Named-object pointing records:
══════

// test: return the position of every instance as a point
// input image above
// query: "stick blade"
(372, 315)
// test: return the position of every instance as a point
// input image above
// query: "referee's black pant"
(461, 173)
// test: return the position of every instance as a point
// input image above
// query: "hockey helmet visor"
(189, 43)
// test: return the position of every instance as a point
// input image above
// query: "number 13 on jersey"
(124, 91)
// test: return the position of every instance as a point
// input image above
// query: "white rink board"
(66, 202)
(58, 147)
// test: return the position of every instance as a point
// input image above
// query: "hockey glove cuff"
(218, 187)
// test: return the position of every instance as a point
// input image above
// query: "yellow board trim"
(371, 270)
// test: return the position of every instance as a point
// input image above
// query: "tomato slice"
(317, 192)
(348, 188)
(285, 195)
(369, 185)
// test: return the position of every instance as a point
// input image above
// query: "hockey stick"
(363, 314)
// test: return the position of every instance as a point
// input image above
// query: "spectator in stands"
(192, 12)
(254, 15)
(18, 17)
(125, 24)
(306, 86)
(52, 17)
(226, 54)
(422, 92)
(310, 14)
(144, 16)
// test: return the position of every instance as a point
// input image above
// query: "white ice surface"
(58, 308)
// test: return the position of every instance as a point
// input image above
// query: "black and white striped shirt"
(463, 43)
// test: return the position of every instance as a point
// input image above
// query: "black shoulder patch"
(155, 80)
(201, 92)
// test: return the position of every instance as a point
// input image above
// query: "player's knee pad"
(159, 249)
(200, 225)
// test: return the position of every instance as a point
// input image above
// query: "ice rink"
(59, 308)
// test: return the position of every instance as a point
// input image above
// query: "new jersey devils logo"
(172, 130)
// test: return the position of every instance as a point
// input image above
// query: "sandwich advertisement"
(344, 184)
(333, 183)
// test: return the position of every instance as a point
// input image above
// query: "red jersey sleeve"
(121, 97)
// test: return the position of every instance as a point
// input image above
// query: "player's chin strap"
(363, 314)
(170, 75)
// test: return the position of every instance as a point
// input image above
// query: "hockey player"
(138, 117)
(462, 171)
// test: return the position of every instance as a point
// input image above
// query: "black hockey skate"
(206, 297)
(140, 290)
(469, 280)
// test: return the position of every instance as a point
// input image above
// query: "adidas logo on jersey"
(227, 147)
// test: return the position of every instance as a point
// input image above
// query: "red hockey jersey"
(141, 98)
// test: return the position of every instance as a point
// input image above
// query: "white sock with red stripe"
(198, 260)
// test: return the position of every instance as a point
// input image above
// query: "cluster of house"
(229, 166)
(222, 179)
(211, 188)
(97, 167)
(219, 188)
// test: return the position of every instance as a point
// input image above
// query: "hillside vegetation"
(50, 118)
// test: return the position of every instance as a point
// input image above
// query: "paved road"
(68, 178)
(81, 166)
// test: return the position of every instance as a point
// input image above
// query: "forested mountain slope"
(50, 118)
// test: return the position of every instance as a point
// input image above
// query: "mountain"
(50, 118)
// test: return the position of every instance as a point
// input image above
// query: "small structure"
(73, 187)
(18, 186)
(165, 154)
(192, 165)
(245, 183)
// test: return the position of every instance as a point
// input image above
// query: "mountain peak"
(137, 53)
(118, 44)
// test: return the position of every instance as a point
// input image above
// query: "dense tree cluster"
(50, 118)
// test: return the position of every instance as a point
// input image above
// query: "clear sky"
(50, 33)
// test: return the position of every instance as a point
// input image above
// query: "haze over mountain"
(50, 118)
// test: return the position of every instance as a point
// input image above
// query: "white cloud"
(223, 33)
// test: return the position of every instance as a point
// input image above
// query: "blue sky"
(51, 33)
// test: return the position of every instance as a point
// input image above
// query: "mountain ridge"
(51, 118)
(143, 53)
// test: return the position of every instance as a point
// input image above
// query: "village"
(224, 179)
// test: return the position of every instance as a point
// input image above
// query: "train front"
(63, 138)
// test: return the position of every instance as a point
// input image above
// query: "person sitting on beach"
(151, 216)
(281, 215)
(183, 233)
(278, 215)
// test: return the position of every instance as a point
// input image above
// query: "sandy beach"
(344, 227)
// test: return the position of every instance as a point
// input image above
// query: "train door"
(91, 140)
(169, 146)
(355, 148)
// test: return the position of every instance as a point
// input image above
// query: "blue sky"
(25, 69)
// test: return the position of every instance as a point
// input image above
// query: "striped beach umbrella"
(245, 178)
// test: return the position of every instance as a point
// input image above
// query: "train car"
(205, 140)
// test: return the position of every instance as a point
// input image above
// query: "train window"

══════

[What is expected]: Without leaving anything out, give the entries again exactly.

[Response to this task]:
// test: return the position of every instance as a point
// input image above
// query: "stick blade"
(372, 315)
// test: return the position of every instance as a point
// input image above
// query: "referee's black pant"
(461, 173)
// test: return the position of every instance as a point
// input image above
// query: "hockey helmet visor"
(189, 43)
// test: return the position of every instance as a point
// input image above
// query: "number 13 on jersey"
(124, 91)
// test: return the position of every instance as a point
// input image above
// query: "white rink board"
(66, 202)
(58, 147)
// test: return the position of every instance as a point
// input image above
// query: "hockey glove cuff"
(218, 187)
// test: return the position of every instance as a point
// input image above
// query: "yellow board trim"
(371, 270)
// test: return the position of every instance as a point
// input image above
// query: "tomato slice"
(317, 192)
(348, 188)
(285, 195)
(369, 185)
// test: return the position of every instance as a point
// input image above
// query: "hockey stick"
(363, 314)
// test: return the position of every instance as a point
// input image above
// query: "spectator in stands"
(192, 12)
(254, 15)
(18, 17)
(125, 24)
(306, 86)
(52, 17)
(226, 54)
(422, 92)
(310, 14)
(144, 16)
// test: return the position of every instance as a point
// input image above
// query: "white ice surface"
(58, 308)
// test: return the position of every instance as a point
// input image above
// query: "black and white striped shirt"
(463, 43)
// test: return the position of every instance as a point
// input image above
// query: "black shoulder patch"
(155, 80)
(201, 92)
// test: return the position of every instance as a point
// input image above
// query: "player's knee pad"
(159, 249)
(200, 225)
// test: return the position of every instance as a point
// input image above
// query: "ice rink"
(59, 308)
// test: return the position of every instance as a point
// input image above
// query: "new jersey devils logo"
(172, 130)
// test: return the position of every instance as a point
// input image above
// query: "sandwich advertisement"
(344, 184)
(333, 183)
// test: return the position of every instance as a point
// input image above
// query: "red jersey sleeve"
(121, 97)
// test: return the position of every instance as a point
// input image above
// query: "player's chin strap"
(363, 314)
(170, 75)
// test: return the position of every instance as a point
// input image above
// query: "hockey player"
(138, 117)
(462, 171)
// test: return the position of every instance as a point
// input image above
// query: "black hockey skate"
(206, 297)
(140, 290)
(469, 280)
// test: return the position of every instance as a point
// input image above
// query: "adidas logo on jersey"
(227, 147)
// test: return the position of every instance as a point
// input image above
// query: "red hockey jersey"
(141, 98)
// test: return the position of every instance as a point
// input image above
// query: "white sock with red stripe"
(198, 260)
// test: return the position of every instance as a point
// input image above
// query: "cluster of house"
(229, 166)
(222, 179)
(211, 188)
(97, 167)
(219, 188)
// test: return the position of every instance as a point
// input image above
// query: "hillside vegetation"
(50, 118)
// test: return the position of every instance as a point
// input image above
// query: "paved road"
(68, 178)
(81, 166)
// test: return the position of every instance as a point
// input image above
// query: "forested mountain slope"
(50, 118)
// test: return the position of every instance as a point
// input image above
// query: "mountain"
(50, 118)
// test: return the position of every instance as a point
// input image above
// query: "small structure"
(73, 187)
(18, 186)
(165, 154)
(192, 165)
(245, 183)
// test: return the position of every instance as a point
// input image above
// query: "mountain peak"
(137, 53)
(118, 44)
// test: return the position of every instance as a point
// input image above
// query: "dense tree cluster"
(50, 118)
// test: return the position of every instance as a point
// input image above
// query: "clear sky"
(50, 33)
// test: return the position of every instance as a point
// input image above
// query: "haze over mountain"
(50, 118)
// test: return the position of every instance as a point
// input image above
// query: "white cloud"
(223, 33)
// test: return the position of every instance as a point
// input image above
// query: "blue sky"
(51, 33)
// test: return the position of every instance as a point
// input image above
// query: "mountain ridge"
(51, 118)
(143, 53)
// test: return the position of every instance as a point
// input image above
// query: "village"
(224, 179)
// test: return the position of every instance as a point
// input image above
// query: "train front"
(63, 138)
// test: return the position of every instance as a point
// input image above
// query: "person sitting on beach"
(151, 216)
(281, 215)
(183, 233)
(278, 215)
// test: return the position of every instance as a point
// input image above
// query: "sandy beach"
(344, 227)
// test: return the position of every instance as a point
// input image above
// query: "train door"
(91, 140)
(169, 146)
(355, 148)
// test: return the position of every instance as a point
// input image above
// query: "blue sky"
(25, 69)
// test: return the position of every instance as a point
// input image above
// query: "striped beach umbrella"
(245, 178)
// test: return the position of every instance as a point
// input image above
// query: "train car"
(205, 140)
// test: return the position of every instance as a point
// input image above
// query: "train window"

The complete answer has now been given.